### Your instructions
Retype every line of the records below, character for character.

### Records for the task
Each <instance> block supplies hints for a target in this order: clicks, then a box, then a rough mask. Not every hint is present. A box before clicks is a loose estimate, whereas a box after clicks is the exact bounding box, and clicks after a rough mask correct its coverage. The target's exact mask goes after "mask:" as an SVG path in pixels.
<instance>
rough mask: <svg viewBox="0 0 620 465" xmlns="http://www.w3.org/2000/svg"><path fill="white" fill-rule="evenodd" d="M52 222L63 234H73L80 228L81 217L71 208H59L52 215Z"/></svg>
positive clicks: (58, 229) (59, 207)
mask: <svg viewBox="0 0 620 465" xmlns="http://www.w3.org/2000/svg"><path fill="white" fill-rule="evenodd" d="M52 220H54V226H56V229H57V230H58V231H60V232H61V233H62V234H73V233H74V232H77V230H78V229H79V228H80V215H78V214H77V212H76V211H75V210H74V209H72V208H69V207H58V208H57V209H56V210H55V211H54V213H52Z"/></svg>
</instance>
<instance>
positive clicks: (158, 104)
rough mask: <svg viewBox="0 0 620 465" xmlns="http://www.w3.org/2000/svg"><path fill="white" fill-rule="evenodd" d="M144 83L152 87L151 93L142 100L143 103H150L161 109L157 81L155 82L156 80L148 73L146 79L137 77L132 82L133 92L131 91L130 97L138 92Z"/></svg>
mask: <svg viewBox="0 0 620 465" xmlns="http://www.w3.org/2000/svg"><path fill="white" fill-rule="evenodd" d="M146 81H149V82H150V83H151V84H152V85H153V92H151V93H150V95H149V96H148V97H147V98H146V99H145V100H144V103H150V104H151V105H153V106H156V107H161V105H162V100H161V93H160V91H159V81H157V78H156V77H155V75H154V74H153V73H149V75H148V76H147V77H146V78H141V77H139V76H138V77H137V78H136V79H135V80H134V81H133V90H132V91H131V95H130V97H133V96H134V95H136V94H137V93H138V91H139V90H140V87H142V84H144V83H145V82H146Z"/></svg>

### Answer below
Each <instance> block supplies hints for a target in this order: clicks, then a box, then a rough mask. Not every hint is present. A box before clicks is a loose estimate, whereas a box after clicks is the exact bounding box, and clicks after a rough mask correct its coverage. The target's exact mask goes after "mask:" as an SVG path in pixels.
<instance>
rough mask: <svg viewBox="0 0 620 465" xmlns="http://www.w3.org/2000/svg"><path fill="white" fill-rule="evenodd" d="M52 222L63 234H73L80 228L81 217L71 208H59L52 215Z"/></svg>
positive clicks: (58, 229) (59, 207)
mask: <svg viewBox="0 0 620 465" xmlns="http://www.w3.org/2000/svg"><path fill="white" fill-rule="evenodd" d="M52 220H54V226H56V229H57V230H58V231H60V232H61V233H62V234H73V233H74V232H77V230H78V229H79V228H80V215H78V214H77V212H76V211H75V210H74V209H72V208H69V207H58V208H57V209H56V210H55V211H54V213H52Z"/></svg>
</instance>
<instance>
positive clicks: (158, 104)
rough mask: <svg viewBox="0 0 620 465" xmlns="http://www.w3.org/2000/svg"><path fill="white" fill-rule="evenodd" d="M144 83L152 87L151 93L142 100L143 103H150L161 109L157 81L155 82L156 80L148 73L146 79L137 77L132 82L133 92L131 91L130 97L138 92Z"/></svg>
mask: <svg viewBox="0 0 620 465" xmlns="http://www.w3.org/2000/svg"><path fill="white" fill-rule="evenodd" d="M146 81H149V82H150V83H151V84H152V85H153V92H151V93H150V95H149V96H148V97H147V98H146V99H145V100H144V103H150V104H151V105H153V106H156V107H161V105H162V100H161V93H160V91H159V81H157V78H156V77H155V75H154V74H153V73H149V75H148V76H147V77H146V78H141V77H139V76H138V77H137V78H136V79H135V80H134V81H133V90H132V91H131V95H130V97H133V96H134V95H136V94H137V93H138V91H139V90H140V87H142V84H144V83H145V82H146Z"/></svg>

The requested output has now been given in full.